**Work to do:**
Pictures do not belong in your copy. Repeat all the other data exactly.

**Records for this exercise:**
## Begin

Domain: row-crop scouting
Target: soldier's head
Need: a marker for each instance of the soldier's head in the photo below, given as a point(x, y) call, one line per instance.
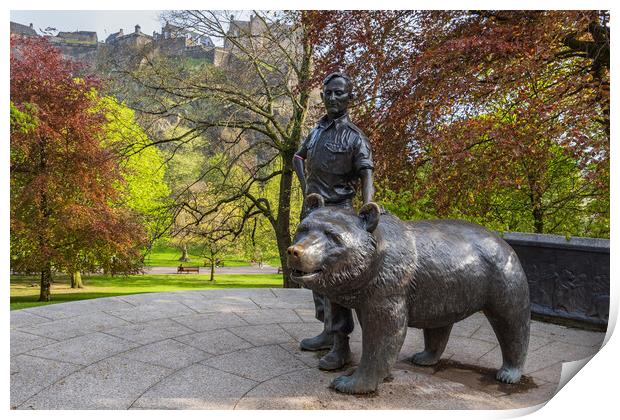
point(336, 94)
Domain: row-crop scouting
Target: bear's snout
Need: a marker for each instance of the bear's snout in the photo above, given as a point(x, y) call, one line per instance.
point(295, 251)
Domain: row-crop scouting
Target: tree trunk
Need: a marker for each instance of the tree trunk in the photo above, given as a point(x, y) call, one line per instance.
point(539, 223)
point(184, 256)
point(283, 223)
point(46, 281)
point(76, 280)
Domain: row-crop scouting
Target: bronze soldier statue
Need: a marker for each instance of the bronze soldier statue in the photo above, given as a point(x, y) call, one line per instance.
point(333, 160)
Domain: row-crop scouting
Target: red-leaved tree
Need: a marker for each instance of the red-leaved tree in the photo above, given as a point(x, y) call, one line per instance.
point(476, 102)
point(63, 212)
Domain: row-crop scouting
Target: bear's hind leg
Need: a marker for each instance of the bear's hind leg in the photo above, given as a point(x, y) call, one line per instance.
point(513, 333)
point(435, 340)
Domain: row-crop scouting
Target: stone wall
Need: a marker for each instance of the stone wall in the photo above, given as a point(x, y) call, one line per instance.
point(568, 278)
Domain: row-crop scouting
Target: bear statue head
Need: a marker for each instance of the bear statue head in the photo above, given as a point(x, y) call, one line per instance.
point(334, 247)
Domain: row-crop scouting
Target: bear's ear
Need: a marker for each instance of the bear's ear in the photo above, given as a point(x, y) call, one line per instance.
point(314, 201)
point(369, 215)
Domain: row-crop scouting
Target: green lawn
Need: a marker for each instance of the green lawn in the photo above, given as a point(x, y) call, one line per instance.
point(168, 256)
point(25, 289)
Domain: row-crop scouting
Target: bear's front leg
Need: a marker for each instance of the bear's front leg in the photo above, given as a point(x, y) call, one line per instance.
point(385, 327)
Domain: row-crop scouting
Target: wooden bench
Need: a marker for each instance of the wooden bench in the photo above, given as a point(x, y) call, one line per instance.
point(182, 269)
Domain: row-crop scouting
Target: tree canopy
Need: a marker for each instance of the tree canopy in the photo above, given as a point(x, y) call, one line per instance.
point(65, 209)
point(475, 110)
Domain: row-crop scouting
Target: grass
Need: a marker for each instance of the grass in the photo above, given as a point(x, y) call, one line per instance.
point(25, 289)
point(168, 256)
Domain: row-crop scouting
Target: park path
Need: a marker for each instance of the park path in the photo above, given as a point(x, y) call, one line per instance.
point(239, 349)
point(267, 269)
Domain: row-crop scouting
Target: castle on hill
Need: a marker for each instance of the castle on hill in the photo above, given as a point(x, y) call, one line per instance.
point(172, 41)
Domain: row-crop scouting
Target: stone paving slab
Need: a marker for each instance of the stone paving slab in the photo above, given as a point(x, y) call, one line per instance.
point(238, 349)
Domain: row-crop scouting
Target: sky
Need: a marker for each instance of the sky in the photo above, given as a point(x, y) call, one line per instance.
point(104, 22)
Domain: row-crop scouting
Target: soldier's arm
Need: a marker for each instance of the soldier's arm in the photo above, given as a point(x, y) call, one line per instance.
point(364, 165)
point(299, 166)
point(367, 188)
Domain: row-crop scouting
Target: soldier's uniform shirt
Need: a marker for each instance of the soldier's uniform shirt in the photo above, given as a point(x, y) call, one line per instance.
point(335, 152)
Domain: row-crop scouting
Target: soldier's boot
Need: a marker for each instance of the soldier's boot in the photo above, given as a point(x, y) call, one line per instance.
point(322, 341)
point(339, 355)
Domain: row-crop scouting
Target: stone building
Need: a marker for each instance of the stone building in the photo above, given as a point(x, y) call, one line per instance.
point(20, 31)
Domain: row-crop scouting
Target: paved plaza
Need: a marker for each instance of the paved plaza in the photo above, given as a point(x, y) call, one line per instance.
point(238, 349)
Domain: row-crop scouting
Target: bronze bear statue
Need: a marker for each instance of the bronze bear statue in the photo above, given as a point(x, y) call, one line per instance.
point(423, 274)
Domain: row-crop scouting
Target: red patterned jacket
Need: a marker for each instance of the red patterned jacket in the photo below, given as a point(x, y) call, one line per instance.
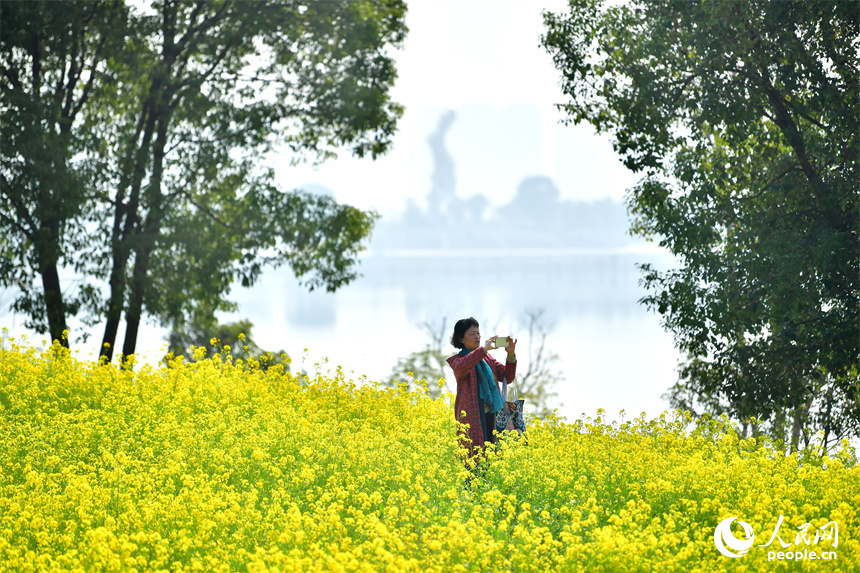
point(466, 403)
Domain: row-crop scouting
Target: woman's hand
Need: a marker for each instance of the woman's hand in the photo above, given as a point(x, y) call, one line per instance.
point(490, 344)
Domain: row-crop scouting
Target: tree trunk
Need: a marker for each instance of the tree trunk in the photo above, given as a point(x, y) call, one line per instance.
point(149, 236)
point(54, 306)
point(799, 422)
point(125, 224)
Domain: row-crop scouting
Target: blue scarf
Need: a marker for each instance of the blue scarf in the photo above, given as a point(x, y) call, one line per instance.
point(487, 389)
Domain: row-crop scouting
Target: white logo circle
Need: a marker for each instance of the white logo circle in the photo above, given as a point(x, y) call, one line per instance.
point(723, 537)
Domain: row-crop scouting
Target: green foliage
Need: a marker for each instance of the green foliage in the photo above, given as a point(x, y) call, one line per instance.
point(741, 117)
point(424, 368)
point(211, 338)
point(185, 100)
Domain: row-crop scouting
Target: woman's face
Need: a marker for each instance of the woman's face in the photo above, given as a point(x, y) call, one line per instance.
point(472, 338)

## End

**Complete output:**
Domain: row-crop scouting
Target: soldier's head
Need: a marker for each instance of the soldier's head in the photo below, given as a point(x, y) call, one line per instance.
point(336, 94)
Domain: row-crop scouting
Target: bear's snout
Need: a marker for each instance of the bear's snout in the photo above, given as a point(x, y) call, one line per instance.
point(295, 251)
Domain: row-crop scouting
Target: tree trunk
Need: a marker for each instance of the tree trunk in the photo above, given as a point(x, y) call, one line per instance.
point(539, 223)
point(184, 256)
point(283, 223)
point(46, 281)
point(76, 280)
Domain: row-crop scouting
Target: bronze soldier statue
Need: a marker for each instance of the bronze soldier statue in the photo above, given as a point(x, y) call, one line per instance.
point(333, 160)
Domain: row-crop scouting
Target: red-leaved tree
Need: a marker for each instance of the red-leaved tree in the photo above, given as a point(x, y) call, one line per instance.
point(476, 102)
point(63, 212)
Domain: row-crop scouting
Target: bear's hind leg
Need: a marker for each instance of the bear's hind leg in the photo above, given as a point(x, y) call, one line per instance.
point(513, 333)
point(435, 340)
Domain: row-crop scouting
Target: stone wall
Need: a marker for each instance of the stone wall in the photo above, given as a point(x, y) call, one line per instance.
point(568, 278)
Domain: row-crop scouting
Target: bear statue head
Need: a marker for each instance of the bear statue head in the photo above, given as a point(x, y) call, one line per instance.
point(334, 247)
Domain: row-crop scouting
Target: bear's ear
Need: a marker for each instance of the bear's ear in the photo above, given as a point(x, y) call, one line per instance.
point(314, 201)
point(369, 215)
Domain: row-crop scouting
Target: green lawn
Need: a marker for each instance of the green lawn in the photo above, given as a point(x, y) call, one line per instance.
point(168, 256)
point(25, 289)
Domain: row-crop scouting
Target: bear's front leg
Need: a marker for each instance of the bear's front leg in the photo above, given as a point(x, y) call, one line per instance.
point(385, 327)
Domain: row-crop scouting
Target: wooden bench
Need: a marker for each instance of the wooden bench in the photo above, given as a point(x, y) call, one line per instance.
point(182, 269)
Domain: row-crop scouting
Target: tree canopy
Need: a marker for each instance of the tree canopy in the photo above, given as a point(x, y) call, one line per instance.
point(65, 209)
point(475, 110)
Domain: row-crop scouting
Target: grass
Need: a marker for each instance of the grass in the photo above, given as a point(x, y) call, one line per instance.
point(25, 289)
point(168, 256)
Domain: row-crop scouting
Target: park path
Need: a marker for each instance of the park path in the photo above, given as a point(x, y) call, one line per instance.
point(239, 349)
point(267, 269)
Domain: row-crop scouting
Target: castle on hill
Need: a marker for each instance of the castle on hill in the photo above, given as a point(x, y) call, one line per instance.
point(172, 41)
Domain: row-crop scouting
Target: stone paving slab
Need: a marker for each instance of the stone paving slab in the photo above, given as a point(x, y) call, one line per instance.
point(238, 349)
Domain: row-crop scouting
Target: sky
Need: a marker for each instance of the sky in the photo above, given as a point(x, y) call, one line per instance.
point(104, 22)
Domain: row-crop scouting
Target: soldier's arm
Need: a marker for each instance of the soldier's arm in the photo above, given as a point(x, y) call, one line per instance.
point(364, 165)
point(299, 166)
point(367, 188)
Domain: row-crop scouting
Target: soldier's uniform shirt
Need: a marker for each instance of the soldier's uniform shirt in the photo above, given as a point(x, y) call, one line per instance.
point(335, 152)
Domain: row-crop scouting
Target: soldier's boot
Need: a marker for each instance of the soldier's boot in the photo above, given as a point(x, y) call, one line per instance.
point(322, 341)
point(339, 355)
Domain: row-crop scouting
Target: stone building
Need: a marker for each instance of the stone building in the photo above, given as a point(x, y) call, one line per instance.
point(20, 31)
Domain: row-crop scouting
Target: paved plaza
Need: a marker for each instance of the paved plaza in the photo above, given as a point(x, y) call, one line per instance.
point(238, 349)
Domain: row-crop scouting
Target: bronze bear statue
Need: a marker for each instance of the bronze bear statue in the photo above, given as a point(x, y) call, one line per instance.
point(423, 274)
Domain: row-crop scouting
Target: red patterned jacket
Need: a marker for each instance of the red patterned jacket in the photo below, given as a point(x, y) call, one line per instance.
point(466, 403)
Domain: row-crop scouting
Target: woman's hand
Need: a marker for each instance of the woman's hand in the photo above, given as a point(x, y) call, one line per instance.
point(490, 344)
Domain: row-crop scouting
Target: tree trunk
Need: a marker for each instance of the tree trunk in the photo above, given as a point(x, y) call, one line per instance.
point(149, 236)
point(54, 306)
point(799, 422)
point(125, 224)
Domain: row-crop scouting
Target: blue scarf
Need: a marker for each instance of the blue scarf in the photo above, given as a point(x, y) call, one line per instance.
point(487, 389)
Domain: row-crop scouting
Target: white logo circle
Need: a marker for each instance of the white logo circle in the photo above, given as a point(x, y) call, one line per instance.
point(723, 537)
Domain: row-crop scouting
Target: green foliage
Need: a marker for each instance of the green foliage in the photo above, given as a point(x, y) call, one line per instance.
point(741, 117)
point(424, 368)
point(211, 338)
point(185, 100)
Domain: row-crop scouting
Target: woman's face
Need: a marker for each instance of the woman's face in the photo above, given as a point(x, y) call, one line per instance.
point(472, 338)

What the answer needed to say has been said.